*Input data:*
^^^^^^^^^^^^^^^^

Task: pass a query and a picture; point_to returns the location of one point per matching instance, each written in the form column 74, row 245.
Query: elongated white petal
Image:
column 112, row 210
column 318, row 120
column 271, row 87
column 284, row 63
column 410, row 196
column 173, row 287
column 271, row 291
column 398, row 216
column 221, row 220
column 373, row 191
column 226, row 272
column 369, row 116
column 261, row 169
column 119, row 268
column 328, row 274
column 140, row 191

^^^^^^^^^^^^^^^^

*What you have to do:* Your job is to output all of the material exactly.

*Task solution:*
Task: pass a query and a picture; point_to returns the location of one point per matching instance, each written in the form column 74, row 245.
Query: elongated white petal
Image:
column 112, row 210
column 318, row 120
column 271, row 87
column 284, row 63
column 410, row 196
column 173, row 287
column 271, row 291
column 398, row 216
column 221, row 220
column 373, row 191
column 226, row 272
column 369, row 116
column 261, row 169
column 119, row 268
column 328, row 274
column 140, row 191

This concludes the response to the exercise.